┏━━

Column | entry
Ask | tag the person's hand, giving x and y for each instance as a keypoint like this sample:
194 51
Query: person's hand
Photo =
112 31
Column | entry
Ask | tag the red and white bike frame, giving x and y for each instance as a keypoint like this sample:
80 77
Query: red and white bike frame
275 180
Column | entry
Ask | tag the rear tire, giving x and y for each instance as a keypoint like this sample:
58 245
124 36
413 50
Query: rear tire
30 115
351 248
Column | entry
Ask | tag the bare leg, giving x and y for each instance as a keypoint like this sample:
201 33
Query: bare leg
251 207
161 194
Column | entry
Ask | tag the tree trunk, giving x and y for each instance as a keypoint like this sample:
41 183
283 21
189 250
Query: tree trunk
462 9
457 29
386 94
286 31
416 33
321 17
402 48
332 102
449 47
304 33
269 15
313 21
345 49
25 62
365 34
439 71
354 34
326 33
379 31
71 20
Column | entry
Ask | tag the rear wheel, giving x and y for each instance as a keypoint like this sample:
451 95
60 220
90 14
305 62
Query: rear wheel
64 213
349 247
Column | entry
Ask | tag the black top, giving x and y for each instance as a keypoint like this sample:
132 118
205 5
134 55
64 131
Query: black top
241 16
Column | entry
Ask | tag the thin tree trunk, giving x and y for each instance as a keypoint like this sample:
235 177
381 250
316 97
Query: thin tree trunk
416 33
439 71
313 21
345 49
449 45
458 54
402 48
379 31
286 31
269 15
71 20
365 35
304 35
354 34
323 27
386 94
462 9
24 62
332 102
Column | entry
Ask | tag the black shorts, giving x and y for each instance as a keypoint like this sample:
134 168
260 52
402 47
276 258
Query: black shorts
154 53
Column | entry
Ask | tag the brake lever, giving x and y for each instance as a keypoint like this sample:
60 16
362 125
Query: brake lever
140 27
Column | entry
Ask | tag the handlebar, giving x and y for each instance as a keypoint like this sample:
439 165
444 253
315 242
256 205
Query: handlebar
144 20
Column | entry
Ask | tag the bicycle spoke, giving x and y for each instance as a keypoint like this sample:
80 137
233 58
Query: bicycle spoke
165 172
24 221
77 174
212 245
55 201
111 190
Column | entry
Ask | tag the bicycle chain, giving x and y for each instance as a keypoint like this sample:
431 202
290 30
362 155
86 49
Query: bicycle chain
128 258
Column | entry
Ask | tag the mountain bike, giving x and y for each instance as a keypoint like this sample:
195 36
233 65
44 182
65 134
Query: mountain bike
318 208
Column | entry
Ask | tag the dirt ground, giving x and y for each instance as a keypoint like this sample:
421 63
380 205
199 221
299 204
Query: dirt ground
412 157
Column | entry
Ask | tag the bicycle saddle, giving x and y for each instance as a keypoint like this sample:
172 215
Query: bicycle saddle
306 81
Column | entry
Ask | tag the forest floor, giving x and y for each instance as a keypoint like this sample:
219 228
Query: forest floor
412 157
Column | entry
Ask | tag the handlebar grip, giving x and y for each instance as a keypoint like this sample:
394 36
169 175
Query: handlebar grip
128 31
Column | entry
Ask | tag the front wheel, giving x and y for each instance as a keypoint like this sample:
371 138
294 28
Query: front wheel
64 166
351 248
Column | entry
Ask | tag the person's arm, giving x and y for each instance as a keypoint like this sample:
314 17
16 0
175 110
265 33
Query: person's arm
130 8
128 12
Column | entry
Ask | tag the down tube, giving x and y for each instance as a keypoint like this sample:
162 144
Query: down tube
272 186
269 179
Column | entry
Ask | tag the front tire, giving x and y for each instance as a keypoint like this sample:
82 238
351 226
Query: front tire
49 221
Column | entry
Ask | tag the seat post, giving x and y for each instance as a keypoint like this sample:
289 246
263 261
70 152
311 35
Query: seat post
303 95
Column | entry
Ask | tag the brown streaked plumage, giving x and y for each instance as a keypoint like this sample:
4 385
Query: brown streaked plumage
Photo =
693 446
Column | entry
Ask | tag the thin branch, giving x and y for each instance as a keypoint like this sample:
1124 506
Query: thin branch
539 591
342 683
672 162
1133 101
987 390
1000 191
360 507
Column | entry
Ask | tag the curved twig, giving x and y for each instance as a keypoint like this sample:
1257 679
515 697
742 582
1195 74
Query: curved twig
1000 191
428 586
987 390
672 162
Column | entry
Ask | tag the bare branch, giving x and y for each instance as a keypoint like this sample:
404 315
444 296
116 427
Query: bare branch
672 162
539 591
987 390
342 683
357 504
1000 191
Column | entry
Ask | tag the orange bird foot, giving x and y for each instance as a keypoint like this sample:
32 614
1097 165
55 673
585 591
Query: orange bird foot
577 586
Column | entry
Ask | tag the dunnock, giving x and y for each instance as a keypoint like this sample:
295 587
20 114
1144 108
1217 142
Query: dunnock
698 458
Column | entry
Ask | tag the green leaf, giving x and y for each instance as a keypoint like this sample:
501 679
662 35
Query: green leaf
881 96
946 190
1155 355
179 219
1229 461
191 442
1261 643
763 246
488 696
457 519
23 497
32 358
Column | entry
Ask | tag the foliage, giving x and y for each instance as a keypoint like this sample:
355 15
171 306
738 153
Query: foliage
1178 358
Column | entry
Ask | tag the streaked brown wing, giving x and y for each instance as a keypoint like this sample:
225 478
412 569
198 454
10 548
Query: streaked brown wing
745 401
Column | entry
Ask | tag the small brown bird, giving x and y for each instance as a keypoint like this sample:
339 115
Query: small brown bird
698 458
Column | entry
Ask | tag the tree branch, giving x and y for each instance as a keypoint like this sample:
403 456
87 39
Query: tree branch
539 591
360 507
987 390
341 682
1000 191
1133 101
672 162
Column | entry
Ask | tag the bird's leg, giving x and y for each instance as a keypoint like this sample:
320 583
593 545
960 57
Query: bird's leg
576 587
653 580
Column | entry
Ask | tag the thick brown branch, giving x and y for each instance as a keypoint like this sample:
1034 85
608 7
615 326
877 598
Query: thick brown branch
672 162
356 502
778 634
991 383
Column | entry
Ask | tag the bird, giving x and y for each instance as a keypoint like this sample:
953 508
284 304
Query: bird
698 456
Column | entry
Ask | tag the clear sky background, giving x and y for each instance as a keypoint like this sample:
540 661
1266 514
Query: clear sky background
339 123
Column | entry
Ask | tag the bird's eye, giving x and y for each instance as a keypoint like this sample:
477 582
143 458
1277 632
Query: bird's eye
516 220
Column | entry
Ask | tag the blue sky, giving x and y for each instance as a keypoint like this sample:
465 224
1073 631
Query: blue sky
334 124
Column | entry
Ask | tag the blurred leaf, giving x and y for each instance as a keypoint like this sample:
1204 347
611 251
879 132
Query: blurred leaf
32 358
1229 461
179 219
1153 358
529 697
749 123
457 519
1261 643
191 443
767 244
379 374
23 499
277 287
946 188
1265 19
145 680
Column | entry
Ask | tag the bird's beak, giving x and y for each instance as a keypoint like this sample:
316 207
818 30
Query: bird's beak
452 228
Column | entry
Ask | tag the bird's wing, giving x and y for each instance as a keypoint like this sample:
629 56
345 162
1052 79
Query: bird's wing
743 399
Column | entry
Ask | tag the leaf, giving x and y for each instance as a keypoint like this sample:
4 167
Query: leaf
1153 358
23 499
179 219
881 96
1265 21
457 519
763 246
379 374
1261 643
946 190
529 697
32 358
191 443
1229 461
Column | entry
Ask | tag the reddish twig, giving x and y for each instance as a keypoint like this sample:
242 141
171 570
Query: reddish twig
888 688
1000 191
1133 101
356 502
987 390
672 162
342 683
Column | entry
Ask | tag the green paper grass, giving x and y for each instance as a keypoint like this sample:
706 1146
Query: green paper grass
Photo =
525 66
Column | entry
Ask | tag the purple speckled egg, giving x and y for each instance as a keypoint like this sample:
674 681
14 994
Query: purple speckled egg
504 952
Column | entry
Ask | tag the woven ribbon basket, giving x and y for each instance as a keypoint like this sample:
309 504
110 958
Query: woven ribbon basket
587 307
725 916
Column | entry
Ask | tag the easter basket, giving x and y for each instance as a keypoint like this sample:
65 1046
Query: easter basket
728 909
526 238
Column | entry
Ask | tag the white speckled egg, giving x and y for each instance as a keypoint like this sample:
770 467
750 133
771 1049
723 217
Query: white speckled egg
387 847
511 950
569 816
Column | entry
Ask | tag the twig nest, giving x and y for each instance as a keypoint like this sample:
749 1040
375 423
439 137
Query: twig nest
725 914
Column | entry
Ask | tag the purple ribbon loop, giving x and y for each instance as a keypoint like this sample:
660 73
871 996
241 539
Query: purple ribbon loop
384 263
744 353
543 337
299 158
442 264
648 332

┗━━

WHAT IS EXPECTED |
Each line that holds the word "paper" should be extracted from the records.

EXPECTED OUTPUT |
Ask | tag the green paper grass, giving x and y for each instance as a keypoint like this sample:
Query: green paper grass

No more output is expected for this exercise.